----- Texte à lire -----

Pour paraphraser Alexandre Berger du Groupe La Poste, lors du Totem Supply Chain de l’été 2018, la Blockchain permet de “fonctionner sans avoir besoin de se faire confiance”.
Technologie générant des informations certifiées, immuables et transférables, elle permet, grâce à sa dimension numérique, d’adopter des pratiques compatibles en matière d’hygiène et de sécurité à l’ère de la distanciation sociale.
Grâce au transfert de responsabilité reposant sur la tokenisation d’actifs comme des marchandises, un tracker numérique, unique est créé sur la Blockchain pour chaque produit suivi. Cela permet de visualiser en temps réel l’ensemble des mouvements opérants sur la chaine logistique tout en limitant les contacts physiques avec les produits, au strict nécessaire.

----- Entrées du corpus -----

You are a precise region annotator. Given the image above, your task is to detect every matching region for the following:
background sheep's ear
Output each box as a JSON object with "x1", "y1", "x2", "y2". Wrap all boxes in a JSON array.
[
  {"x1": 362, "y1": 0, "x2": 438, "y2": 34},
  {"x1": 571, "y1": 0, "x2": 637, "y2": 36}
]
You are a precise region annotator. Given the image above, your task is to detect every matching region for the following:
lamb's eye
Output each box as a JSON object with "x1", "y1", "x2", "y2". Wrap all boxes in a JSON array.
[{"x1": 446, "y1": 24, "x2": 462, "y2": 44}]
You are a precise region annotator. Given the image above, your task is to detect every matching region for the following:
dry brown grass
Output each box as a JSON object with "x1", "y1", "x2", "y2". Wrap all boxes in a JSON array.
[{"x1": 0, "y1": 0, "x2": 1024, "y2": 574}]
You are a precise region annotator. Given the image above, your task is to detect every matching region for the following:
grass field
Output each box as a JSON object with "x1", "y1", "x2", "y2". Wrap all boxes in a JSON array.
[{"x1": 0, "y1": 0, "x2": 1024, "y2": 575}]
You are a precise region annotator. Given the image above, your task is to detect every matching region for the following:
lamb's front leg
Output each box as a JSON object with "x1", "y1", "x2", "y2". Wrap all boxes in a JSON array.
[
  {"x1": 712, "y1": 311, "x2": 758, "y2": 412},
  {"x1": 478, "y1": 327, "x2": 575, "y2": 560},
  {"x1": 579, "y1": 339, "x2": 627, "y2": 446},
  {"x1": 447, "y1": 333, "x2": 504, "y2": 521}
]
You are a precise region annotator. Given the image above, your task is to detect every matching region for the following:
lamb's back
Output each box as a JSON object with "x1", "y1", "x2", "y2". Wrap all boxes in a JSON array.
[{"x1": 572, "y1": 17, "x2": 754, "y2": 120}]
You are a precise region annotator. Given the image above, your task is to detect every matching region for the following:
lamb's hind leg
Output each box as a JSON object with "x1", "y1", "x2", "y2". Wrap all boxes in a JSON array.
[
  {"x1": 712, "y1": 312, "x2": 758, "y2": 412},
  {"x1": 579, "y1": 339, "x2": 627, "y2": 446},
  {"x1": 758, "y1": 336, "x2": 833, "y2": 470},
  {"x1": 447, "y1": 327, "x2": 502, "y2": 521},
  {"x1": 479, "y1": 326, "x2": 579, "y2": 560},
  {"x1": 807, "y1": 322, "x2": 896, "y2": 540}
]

-----

- [Activité 1] Extrayez du texte sur la blockchain le passage qui va de « Pour paraphraser Alexandre » à « la distanciation sociale. ».
- [Activité 2] Prolongez le texte sur la blockchain dans la chaîne logistique à la suite de sa dernière phrase.

- [Résultat de l'exercice 1]
Pour paraphraser Alexandre Berger du Groupe La Poste, lors du Totem Supply Chain de l’été 2018, la Blockchain permet de “fonctionner sans avoir besoin de se faire confiance”.
Technologie générant des informations certifiées, immuables et transférables, elle permet, grâce à sa dimension numérique, d’adopter des pratiques compatibles en matière d’hygiène et de sécurité à l’ère de la distanciation sociale.

- [Résultat de l'exercice 2]
Etant en mesure de scanner les marchandises à bonne distance, transporteurs et destinataires sont en mesure de vérifier la concordance du chargement (quantité et donc présence réelle ou non du produit, typologie de marchandises…). L’un comme l’autre est alors libre d’accepter comme de refuser le transfert de responsabilité.
Face au COVID-19, la startup Ownest a mis en place un nouveau dispositif à deux téléphones.
Il suffit, pour l’ opérateur logistique émetteur, de scanner le QR code (généré pour la transaction) du destinataire. De son côté le destinataire peut alors connecter son téléphone et présenter son QR code. Geste impliquant comme responsabilisant dans la mesure où toute validation du chargement vaut acceptation de la responsabilité sur ces mêmes produits.
L’E-CMR, le bon geste barrière pour sauver les transactions logistiques
Pour rappel, la CMR, aussi appelée "lettre de voiture", est un contrat de transport de marchandises impliquant une relation tripartite. Elle fournit un récapitulatif des informations légales du destinataire, de l’entreprise de transport mais aussi sur le transporteur en lui-même (nom/prénom, plaque d’immatriculation, poids des marchandises et commentaires).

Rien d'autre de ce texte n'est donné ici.